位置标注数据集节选
★ ★ ★ ★ ★

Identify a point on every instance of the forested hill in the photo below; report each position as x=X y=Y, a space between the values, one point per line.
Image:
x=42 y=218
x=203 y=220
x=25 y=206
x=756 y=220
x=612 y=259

★ ★ ★ ★ ★

__练习目标__: 请将上述各条目中的“forested hill”替换为“wooded hill”，其余内容一律保持不变，并完整写出全部条目。

__答案如下__:
Identify a point on every instance of the wooded hill in the photo below; report each position as x=X y=Y, a space between the values, one point per line.
Image:
x=42 y=218
x=203 y=220
x=25 y=206
x=756 y=220
x=612 y=259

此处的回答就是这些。